* [To do]: When you print the records below, keep every word exact and leave out the images.

* [Available data]:
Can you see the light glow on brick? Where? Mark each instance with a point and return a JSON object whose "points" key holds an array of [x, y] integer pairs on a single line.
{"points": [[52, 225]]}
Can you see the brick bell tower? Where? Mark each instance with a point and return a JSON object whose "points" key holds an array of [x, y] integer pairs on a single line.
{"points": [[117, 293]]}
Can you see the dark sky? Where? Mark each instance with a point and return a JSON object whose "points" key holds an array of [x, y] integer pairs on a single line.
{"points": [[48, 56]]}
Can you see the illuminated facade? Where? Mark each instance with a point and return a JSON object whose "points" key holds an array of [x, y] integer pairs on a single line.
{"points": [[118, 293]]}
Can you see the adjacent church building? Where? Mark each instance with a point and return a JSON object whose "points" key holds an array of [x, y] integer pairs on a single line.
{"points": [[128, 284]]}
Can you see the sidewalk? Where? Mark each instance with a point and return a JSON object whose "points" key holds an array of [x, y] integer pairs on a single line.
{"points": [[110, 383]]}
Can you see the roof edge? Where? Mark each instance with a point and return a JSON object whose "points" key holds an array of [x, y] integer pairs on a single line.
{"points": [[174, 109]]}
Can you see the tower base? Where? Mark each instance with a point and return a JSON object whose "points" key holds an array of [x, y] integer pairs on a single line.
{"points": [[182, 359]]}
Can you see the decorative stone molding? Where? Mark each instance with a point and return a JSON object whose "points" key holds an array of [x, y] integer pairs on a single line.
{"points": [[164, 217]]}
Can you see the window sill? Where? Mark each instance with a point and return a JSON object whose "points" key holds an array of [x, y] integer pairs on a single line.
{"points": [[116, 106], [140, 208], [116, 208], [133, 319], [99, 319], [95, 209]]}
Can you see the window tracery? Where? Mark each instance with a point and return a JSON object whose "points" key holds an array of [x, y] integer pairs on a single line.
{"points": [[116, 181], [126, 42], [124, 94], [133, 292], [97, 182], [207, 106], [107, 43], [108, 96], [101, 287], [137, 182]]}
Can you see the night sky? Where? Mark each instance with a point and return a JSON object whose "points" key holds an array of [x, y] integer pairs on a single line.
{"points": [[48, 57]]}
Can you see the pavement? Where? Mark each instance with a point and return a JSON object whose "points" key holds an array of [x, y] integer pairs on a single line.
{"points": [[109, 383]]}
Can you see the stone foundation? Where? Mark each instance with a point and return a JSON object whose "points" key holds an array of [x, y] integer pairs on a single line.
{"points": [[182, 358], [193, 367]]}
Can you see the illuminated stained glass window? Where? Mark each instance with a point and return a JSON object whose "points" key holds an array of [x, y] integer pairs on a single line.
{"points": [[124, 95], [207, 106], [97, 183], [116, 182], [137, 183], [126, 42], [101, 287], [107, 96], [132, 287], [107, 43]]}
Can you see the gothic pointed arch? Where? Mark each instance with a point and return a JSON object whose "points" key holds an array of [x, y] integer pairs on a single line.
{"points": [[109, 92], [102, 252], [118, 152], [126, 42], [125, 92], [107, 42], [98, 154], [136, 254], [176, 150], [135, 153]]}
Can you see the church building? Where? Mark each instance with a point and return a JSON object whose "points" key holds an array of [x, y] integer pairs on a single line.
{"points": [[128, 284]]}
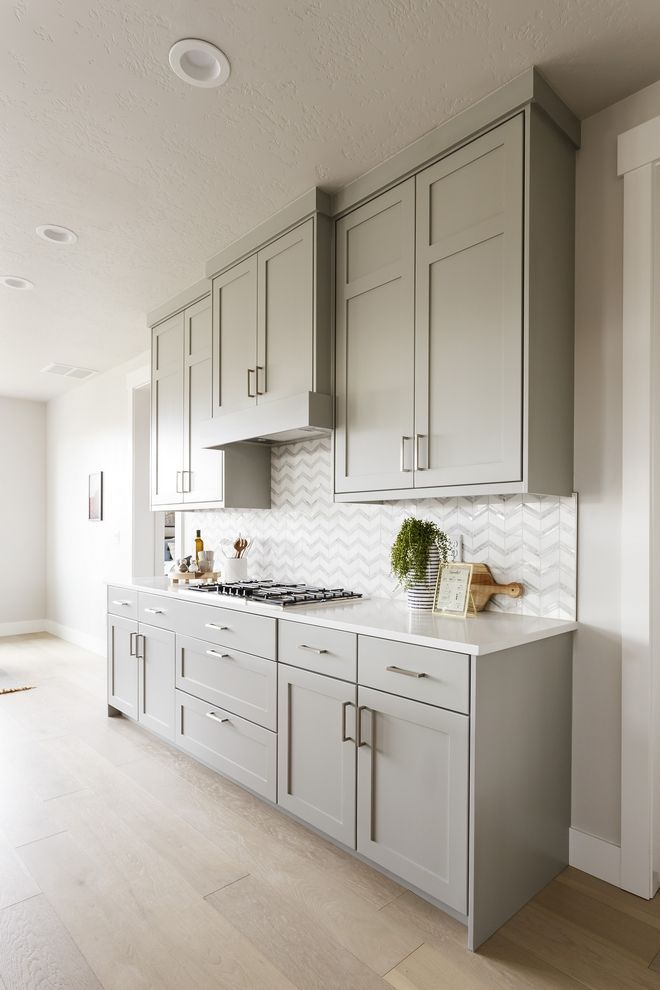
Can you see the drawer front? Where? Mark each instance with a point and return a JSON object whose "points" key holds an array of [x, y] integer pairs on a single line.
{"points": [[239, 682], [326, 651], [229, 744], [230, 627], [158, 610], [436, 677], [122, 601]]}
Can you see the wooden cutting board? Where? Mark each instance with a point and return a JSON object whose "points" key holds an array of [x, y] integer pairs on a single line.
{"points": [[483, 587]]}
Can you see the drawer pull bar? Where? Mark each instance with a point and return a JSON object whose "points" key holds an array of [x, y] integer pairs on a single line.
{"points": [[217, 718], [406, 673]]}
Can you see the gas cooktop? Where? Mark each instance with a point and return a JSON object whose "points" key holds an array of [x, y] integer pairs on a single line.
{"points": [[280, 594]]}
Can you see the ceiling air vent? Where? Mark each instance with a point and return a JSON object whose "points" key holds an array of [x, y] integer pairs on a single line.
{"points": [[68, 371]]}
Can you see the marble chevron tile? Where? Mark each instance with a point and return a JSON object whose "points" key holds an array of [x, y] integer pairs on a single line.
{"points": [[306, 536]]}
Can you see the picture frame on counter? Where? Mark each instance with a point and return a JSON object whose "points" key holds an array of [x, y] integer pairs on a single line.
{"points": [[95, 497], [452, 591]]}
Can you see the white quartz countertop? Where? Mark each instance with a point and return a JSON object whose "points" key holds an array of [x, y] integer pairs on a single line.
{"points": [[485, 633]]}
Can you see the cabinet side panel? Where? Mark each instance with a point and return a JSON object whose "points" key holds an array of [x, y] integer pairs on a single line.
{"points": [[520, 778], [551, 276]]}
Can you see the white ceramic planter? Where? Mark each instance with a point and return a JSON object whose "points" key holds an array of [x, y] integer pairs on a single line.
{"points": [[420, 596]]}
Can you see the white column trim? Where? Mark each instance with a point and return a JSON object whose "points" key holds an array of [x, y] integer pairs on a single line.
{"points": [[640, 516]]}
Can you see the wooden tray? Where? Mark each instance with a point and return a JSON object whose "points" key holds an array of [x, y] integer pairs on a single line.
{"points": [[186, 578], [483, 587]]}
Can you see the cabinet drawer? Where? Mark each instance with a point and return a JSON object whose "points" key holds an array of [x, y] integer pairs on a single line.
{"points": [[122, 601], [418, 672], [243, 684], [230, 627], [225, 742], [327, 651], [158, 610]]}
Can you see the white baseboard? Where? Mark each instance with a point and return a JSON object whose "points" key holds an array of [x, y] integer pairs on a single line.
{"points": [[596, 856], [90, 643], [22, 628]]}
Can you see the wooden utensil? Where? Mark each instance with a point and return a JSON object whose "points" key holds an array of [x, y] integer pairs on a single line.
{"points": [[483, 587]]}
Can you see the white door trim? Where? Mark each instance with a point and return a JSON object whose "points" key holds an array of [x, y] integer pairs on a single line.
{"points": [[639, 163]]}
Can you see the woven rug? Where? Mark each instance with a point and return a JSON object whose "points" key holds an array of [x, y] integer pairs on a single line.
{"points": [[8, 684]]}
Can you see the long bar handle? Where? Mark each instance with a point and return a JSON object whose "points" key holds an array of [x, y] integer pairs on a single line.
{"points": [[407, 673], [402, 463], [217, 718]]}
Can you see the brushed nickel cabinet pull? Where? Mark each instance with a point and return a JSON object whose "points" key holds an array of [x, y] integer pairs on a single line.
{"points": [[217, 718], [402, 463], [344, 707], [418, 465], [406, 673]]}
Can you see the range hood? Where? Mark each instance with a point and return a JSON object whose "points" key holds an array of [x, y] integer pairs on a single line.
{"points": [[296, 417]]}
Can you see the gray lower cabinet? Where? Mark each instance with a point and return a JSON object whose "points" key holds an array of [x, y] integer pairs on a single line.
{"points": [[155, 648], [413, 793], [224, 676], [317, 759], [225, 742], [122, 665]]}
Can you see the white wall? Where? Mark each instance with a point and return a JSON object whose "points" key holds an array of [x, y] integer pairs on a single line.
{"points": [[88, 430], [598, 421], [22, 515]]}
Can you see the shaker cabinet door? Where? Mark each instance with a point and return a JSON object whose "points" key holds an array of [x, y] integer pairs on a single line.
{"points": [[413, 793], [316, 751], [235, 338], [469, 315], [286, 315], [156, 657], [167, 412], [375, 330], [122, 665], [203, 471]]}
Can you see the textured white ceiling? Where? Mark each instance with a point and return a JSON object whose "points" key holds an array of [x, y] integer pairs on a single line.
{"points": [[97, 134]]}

* [Solution]:
Can you see the light glow on brick? Where? Mark each instance with a point and return a JSON object whose "points" key holds an array of [x, y] integer pairs on a single line.
{"points": [[52, 225]]}
Can you see the brick bell tower? Where? Mark each instance with a point and return a JSON object whose "points" key holds an array of [x, y] integer pairs on a single line.
{"points": [[117, 293]]}
Can you see the dark sky? Where? Mark each instance with a point and return a JSON object whose "points" key holds an array of [x, y] integer pairs on a single line.
{"points": [[48, 56]]}
Can you see the illuminated facade? Where? Mark each instance with a point and return a JSON object whose "points" key holds an array of [x, y] integer pairs on a single line.
{"points": [[118, 293]]}
Can you see the adjacent church building? Where? Mark each instance with a point and return a JSON object whose "points" key holds an array of [x, y] integer pairs on a single line.
{"points": [[128, 284]]}
Can you see the sidewalk? Where? Mark each instance with a point and return a JSON object whose "points" key holds an array of [x, y] integer pairs on a single line.
{"points": [[110, 383]]}
Can you see the roof edge? Where? Mark each instance with a point and return a JSON object whose "points" key holds an array of [x, y] integer pairs on a single line.
{"points": [[174, 109]]}
Can you see the tower base? Where? Mark each instance with a point and return a JSON object whose "points" key holds an array of [x, y] integer pairs on a single line.
{"points": [[182, 359]]}
Can you see the decorative stone molding? Where? Mark each instance with a point and return a JSON object whose "points" key holds an array of [x, y] integer pairs on a single line.
{"points": [[164, 217]]}
Can you see the window sill? Where? Mark each instance with a point and return a JSON object whose "points" key holds an array of [x, y] integer pairs on a single line.
{"points": [[116, 106], [140, 208], [116, 208], [133, 319], [99, 319], [95, 209]]}
Can you see the window tracery? Where? Mark each instance with a point and return a JSON object whose "points" key holds an array of [x, y] integer pairs on a single line.
{"points": [[116, 181], [126, 42], [124, 94], [133, 292], [97, 182], [207, 106], [107, 43], [108, 96], [101, 287], [137, 182]]}
Can you see the night sky? Where? Mark each instance with a point and return a JSON object whose "points" key holds an array of [x, y] integer pairs on a single line.
{"points": [[48, 57]]}
Can you see the pavement? Where? Mark each instance with a point and return a JSON object whose "points" key holds an array of [x, y] integer pairs on a single line.
{"points": [[109, 383]]}
Can you see the stone foundation? Where? Mark each instance with a point and return a JSON object whose "points" key holds an array of [x, y] integer pairs on a single line.
{"points": [[182, 358], [193, 367]]}
Can you see the illuminated stained glass window? Where? Mark each instance with a point and return a JSON object whose "points" key holds an array of [x, y] integer pairs on a single line.
{"points": [[124, 95], [207, 106], [97, 183], [116, 182], [137, 183], [126, 42], [101, 287], [107, 96], [132, 287], [107, 43]]}
Can you see the gothic pointed arch? Where? Mark each instance with a point and return a JSON object whose "points" key holds an array of [x, y] integer pairs on a single line.
{"points": [[109, 92], [102, 252], [118, 152], [126, 42], [125, 92], [107, 42], [98, 154], [136, 254], [176, 150], [135, 153]]}
Can you see the church building? Where? Mark each instance with a point and return a JSON object whose "points" key holds an array of [x, y] integer pairs on a single line.
{"points": [[128, 284]]}
Can you see the drawer front? Where? Mark each instance with a point and return a JSON object whose "points" key holds an array of [x, y] integer pairs on a single line.
{"points": [[239, 682], [326, 651], [229, 744], [230, 627], [158, 610], [436, 677], [122, 601]]}
Can you see the wooden cutting board? Where? Mark each instance with a point and return a JSON object whose "points" key holds an array of [x, y] integer pairs on a single line.
{"points": [[483, 587]]}
Can you see the drawer pull bar? Where? Mark each instance with a point and return a JSON object whose "points" key holds an array of [x, y] integer pairs on a single line.
{"points": [[217, 718], [406, 673]]}
Can you see the gas cooktop? Where? Mark each instance with a point and return a JSON object whose "points" key holds an array of [x, y] integer pairs on a single line.
{"points": [[280, 594]]}
Can you see the ceiling air vent? Where? Mark each instance with a point and return a JSON object whose "points" key holds an array of [x, y] integer pairs on a single line.
{"points": [[68, 371]]}
Can you see the marble chevron tile? Where? Mark each instance with a point and return a JSON object whose "points" key holds an array of [x, y] integer pairs on a single line.
{"points": [[306, 536]]}
Can you see the picture frame on counter? Where? Mark each instance with a point and return a JSON object whose "points" key holds an array of [x, y] integer pairs on a single line.
{"points": [[95, 497], [452, 591]]}
Can you see the white quartz countertop? Where? Mark each instance with a point and return a JSON object whose "points" key holds an array of [x, y] integer pairs on a single line.
{"points": [[485, 633]]}
Can you see the cabinet side panel? Where? Mark each instance with a point and return a JSON object whose "points" key holds an array of [x, y] integer pairs on a single line.
{"points": [[520, 778], [551, 276]]}
Can you see the white ceramic planter? Where? Mark each instance with a point and return a JSON object whose "points" key holds an array of [x, y] integer pairs on a single line.
{"points": [[420, 596]]}
Can you see the white column trim? Where? Mark each instance with a point and return a JSON object whose "points" key holds an array of [x, y] integer pairs on a single line.
{"points": [[640, 516]]}
Can you see the wooden tray? Where? Mark each instance with a point and return a JSON object whose "points" key holds an array of [x, y] integer pairs on a single line.
{"points": [[186, 578], [483, 587]]}
Can you see the cabinet drawer? Where? Mark each instance with a point and return a JSON object whose "points" key holds an array of [x, y] integer pairs on a single line.
{"points": [[122, 601], [418, 672], [243, 684], [230, 627], [225, 742], [327, 651], [158, 610]]}
Can you see the white baseboard? Where? Mark each instance with a point and return a JSON object whose "points" key holds an array of [x, y] integer pairs on a single line.
{"points": [[596, 856], [90, 643], [22, 628]]}
Can you see the wooden utensil? Where? Mark each instance with a point and return a JSON object whose "points" key holds an array of [x, y] integer pairs on a single line.
{"points": [[483, 587]]}
Can you see the white door trim? Where? Mark each instance with a point and return a JSON object whose "points" key holds an array of [x, y] integer pairs on a single line.
{"points": [[639, 163]]}
Can you see the woven rug? Where? Mark each instance with a point and return a JSON object whose "points" key holds an array of [x, y] integer pairs on a single line.
{"points": [[8, 684]]}
Can you see the long bar handle? Where? Mark each instance with a point and return a JSON object whose "points" key holds an array of [x, y] integer pairs on a single line.
{"points": [[407, 673], [402, 463], [217, 718]]}
Can you see the brushed nickel cabinet pull? Where? Mark each instance with a point and return a JSON object whose "points" key holds an array of [x, y] integer pairs on a single line.
{"points": [[217, 718], [402, 463], [344, 707], [418, 465], [406, 673]]}
Can you see the range hood? Where? Mark each instance with a point and return a JSON object whose "points" key holds an array of [x, y] integer pairs on a single line.
{"points": [[296, 417]]}
Can you see the gray lower cabinet? Where? Mark each instance with a point and return a JSON object whose "points" key holds an array of [x, y] integer pairs on a single line.
{"points": [[155, 648], [413, 793], [224, 676], [317, 759], [225, 742], [122, 665]]}
Can you see the white wall? Where? Mark each instance with a point and return a JSON object whose "points" key holds an array of [x, y] integer pairs on a single line.
{"points": [[88, 430], [598, 421], [22, 515]]}
Can you see the shaker cabinet door? Where? Mark each instance with a point and return a JSON object whose "points" key holds an array of [x, y] integer pairs on a single line.
{"points": [[413, 793], [316, 751], [235, 338], [469, 315], [286, 315], [156, 657], [167, 412], [375, 330], [122, 665], [203, 471]]}
Can you see the textured white ceiling? Where? Mark each instance with a point and return a JSON object whose "points" key holds an array of [x, y] integer pairs on a single line.
{"points": [[97, 134]]}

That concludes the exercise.